#### What to do:
Produce a word-for-word restatement of the lines from the line with "Phrase: white sea foam" to the end of the listing below, inclusive.

#### Information provided:
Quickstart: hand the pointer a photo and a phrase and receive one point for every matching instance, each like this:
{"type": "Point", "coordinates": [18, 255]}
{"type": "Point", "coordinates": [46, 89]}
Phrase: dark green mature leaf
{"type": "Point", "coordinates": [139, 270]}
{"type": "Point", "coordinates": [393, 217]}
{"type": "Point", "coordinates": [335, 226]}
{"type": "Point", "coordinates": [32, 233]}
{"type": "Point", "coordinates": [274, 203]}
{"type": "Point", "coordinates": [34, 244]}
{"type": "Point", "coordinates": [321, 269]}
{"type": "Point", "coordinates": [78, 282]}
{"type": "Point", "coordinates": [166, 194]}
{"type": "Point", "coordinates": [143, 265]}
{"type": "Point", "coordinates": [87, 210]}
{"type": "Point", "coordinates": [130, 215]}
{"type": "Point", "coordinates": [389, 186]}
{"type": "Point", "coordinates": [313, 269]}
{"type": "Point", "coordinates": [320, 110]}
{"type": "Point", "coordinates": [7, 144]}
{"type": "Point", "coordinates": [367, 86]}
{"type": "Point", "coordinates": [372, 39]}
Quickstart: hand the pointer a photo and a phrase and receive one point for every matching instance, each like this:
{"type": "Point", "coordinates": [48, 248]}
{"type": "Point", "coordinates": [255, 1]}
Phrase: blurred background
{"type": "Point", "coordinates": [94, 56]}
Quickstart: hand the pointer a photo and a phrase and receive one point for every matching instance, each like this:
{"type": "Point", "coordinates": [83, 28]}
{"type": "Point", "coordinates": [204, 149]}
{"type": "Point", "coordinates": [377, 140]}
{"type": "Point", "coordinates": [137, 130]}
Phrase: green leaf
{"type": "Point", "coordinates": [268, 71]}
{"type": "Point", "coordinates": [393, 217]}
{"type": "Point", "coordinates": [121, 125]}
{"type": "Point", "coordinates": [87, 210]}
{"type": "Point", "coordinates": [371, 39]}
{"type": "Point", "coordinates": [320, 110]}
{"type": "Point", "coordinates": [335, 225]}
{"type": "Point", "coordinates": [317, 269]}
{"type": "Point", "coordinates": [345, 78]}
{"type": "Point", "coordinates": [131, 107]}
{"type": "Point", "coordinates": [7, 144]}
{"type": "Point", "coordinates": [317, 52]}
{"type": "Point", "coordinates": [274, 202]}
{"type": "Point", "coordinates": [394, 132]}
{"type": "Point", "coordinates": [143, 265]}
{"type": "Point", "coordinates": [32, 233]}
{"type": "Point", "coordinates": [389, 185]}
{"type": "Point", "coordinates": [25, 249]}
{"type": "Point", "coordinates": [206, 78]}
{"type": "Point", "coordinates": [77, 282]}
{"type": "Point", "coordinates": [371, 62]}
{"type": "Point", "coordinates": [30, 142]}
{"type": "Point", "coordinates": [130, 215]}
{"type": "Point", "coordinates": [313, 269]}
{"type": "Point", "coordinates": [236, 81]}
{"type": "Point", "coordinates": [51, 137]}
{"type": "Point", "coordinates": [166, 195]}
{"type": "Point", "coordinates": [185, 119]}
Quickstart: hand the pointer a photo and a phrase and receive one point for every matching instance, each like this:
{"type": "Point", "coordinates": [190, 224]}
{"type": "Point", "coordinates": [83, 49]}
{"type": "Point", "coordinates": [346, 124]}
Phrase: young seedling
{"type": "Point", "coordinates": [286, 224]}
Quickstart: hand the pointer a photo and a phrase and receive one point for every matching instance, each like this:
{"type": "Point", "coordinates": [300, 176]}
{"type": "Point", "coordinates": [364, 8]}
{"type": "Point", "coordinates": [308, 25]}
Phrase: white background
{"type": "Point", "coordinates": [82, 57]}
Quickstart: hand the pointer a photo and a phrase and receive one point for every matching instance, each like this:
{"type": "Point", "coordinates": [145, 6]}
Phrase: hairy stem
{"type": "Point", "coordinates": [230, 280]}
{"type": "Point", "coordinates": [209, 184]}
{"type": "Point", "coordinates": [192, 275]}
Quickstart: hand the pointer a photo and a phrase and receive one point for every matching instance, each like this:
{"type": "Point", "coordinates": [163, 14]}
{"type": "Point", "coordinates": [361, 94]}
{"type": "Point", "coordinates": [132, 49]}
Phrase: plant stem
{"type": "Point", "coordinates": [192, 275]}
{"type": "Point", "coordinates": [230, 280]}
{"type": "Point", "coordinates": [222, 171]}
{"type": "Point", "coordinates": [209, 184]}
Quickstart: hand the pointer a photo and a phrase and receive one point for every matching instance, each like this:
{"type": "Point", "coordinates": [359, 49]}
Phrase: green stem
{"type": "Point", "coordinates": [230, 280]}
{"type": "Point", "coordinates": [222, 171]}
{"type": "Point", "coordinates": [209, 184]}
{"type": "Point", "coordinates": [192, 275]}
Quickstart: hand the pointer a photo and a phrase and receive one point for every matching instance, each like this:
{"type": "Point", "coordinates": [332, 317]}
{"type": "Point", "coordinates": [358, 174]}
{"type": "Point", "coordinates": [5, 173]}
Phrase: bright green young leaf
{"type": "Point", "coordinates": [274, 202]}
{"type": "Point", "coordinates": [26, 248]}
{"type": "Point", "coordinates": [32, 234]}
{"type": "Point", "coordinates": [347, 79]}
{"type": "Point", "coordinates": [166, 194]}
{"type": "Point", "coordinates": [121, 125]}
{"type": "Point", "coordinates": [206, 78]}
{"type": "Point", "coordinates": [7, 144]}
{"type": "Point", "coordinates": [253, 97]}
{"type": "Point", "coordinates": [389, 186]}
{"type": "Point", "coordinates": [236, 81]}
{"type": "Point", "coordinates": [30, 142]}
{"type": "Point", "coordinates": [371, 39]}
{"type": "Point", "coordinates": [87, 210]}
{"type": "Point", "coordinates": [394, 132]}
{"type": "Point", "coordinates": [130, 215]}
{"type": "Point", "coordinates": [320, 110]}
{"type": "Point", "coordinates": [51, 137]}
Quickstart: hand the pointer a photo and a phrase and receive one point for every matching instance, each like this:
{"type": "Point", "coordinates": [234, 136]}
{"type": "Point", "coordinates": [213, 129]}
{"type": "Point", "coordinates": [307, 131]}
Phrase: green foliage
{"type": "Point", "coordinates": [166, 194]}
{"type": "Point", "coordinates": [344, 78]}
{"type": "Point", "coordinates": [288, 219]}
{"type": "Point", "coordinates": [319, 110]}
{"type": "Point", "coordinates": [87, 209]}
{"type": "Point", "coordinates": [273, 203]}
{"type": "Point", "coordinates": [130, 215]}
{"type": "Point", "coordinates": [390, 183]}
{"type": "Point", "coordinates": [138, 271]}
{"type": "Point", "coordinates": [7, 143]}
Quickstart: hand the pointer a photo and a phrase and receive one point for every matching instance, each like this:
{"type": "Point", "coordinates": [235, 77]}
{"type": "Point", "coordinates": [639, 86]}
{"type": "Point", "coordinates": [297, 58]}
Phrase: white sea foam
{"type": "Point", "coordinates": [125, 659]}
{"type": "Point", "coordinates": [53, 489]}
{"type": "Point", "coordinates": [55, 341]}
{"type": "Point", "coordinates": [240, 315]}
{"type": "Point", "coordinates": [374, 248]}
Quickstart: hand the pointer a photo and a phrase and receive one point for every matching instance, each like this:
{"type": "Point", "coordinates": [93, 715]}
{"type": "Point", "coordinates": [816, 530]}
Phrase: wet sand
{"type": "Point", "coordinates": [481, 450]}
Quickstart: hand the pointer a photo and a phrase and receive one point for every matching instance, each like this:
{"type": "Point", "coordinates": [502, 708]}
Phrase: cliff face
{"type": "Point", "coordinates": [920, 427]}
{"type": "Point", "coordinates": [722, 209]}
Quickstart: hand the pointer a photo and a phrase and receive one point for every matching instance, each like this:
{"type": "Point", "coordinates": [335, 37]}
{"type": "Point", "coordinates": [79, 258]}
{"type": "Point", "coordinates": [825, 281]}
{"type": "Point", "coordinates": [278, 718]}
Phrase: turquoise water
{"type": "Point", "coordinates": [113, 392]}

#### Task response:
Phrase: white sea foam
{"type": "Point", "coordinates": [125, 659]}
{"type": "Point", "coordinates": [53, 489]}
{"type": "Point", "coordinates": [55, 341]}
{"type": "Point", "coordinates": [240, 315]}
{"type": "Point", "coordinates": [374, 248]}
Quickstart: hand the pointer a photo and a phrase and receive one point for every matching instance, each like this:
{"type": "Point", "coordinates": [93, 715]}
{"type": "Point", "coordinates": [816, 530]}
Phrase: wet sand
{"type": "Point", "coordinates": [481, 450]}
Quickstart: hand the pointer a photo and a phrase and receive one point for every matching instance, each like this:
{"type": "Point", "coordinates": [502, 708]}
Phrase: cliff face
{"type": "Point", "coordinates": [920, 427]}
{"type": "Point", "coordinates": [722, 209]}
Quickstart: hand the pointer a photo and a phrase and receive one point for every matching instance, each like this:
{"type": "Point", "coordinates": [335, 37]}
{"type": "Point", "coordinates": [79, 258]}
{"type": "Point", "coordinates": [825, 281]}
{"type": "Point", "coordinates": [278, 718]}
Phrase: turquoise water
{"type": "Point", "coordinates": [113, 392]}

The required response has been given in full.